EXERCISE TASK: Recast everything from the line containing "mark the white shirt | one pin per instance." down to the end of the material as a two-column CSV with the headers text and answer, one row per entry. Put each field in quotes and turn any line breaks into spaces.

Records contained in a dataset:
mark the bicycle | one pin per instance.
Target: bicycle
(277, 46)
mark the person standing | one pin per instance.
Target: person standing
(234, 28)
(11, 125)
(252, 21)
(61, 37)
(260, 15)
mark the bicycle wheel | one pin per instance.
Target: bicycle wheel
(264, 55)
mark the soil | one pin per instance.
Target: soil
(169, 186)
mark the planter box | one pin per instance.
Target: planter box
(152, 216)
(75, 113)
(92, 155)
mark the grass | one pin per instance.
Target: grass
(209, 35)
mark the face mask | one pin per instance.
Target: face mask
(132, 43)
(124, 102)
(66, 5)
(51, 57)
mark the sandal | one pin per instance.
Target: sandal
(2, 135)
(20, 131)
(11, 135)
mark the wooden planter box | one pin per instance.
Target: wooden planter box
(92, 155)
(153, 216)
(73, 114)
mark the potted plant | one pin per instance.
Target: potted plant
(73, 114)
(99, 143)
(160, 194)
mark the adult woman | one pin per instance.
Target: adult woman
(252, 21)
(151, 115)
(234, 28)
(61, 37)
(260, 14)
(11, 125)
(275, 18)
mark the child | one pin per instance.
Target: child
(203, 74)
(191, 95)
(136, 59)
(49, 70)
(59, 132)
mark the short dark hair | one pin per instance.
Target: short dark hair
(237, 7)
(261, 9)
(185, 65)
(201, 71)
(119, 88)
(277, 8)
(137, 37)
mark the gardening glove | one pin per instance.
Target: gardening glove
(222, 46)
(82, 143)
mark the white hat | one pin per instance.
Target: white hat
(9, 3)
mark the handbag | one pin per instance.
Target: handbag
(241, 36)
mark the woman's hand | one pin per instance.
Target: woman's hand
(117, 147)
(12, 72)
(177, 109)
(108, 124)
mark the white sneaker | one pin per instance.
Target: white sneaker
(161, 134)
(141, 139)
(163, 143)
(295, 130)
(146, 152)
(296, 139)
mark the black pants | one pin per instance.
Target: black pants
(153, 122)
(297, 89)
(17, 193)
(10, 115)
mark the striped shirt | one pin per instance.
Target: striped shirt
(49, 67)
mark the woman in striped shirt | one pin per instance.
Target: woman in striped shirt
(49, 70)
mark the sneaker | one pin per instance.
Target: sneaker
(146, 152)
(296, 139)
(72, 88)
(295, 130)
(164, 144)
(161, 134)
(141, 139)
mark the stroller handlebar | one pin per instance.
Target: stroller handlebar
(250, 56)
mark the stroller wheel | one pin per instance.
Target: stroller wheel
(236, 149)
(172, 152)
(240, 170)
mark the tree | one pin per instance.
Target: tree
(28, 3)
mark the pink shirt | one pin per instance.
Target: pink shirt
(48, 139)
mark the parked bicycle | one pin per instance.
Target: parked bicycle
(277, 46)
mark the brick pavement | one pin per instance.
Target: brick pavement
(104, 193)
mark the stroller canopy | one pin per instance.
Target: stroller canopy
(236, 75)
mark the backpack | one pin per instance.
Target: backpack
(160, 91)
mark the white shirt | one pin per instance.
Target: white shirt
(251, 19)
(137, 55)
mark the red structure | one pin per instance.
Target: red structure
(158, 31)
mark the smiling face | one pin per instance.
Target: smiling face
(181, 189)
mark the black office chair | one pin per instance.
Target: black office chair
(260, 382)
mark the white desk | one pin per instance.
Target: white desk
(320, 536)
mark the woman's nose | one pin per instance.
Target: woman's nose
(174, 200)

ANSWER TO THE EXERCISE:
text,answer
"mark the white shirt | one pin per instance. Target: white shirt","(251, 19) (137, 55)"
"mark the red structure | one pin per instance. Target: red structure","(158, 31)"
"mark the smiling face | one pin per instance. Target: smiling face","(181, 189)"
"mark the black office chair | one pin per instance. Target: black office chair","(260, 382)"
"mark the white desk | one pin per instance. Target: white desk","(320, 536)"
"mark the woman's nose | one pin per instance. Target: woman's nose","(174, 200)"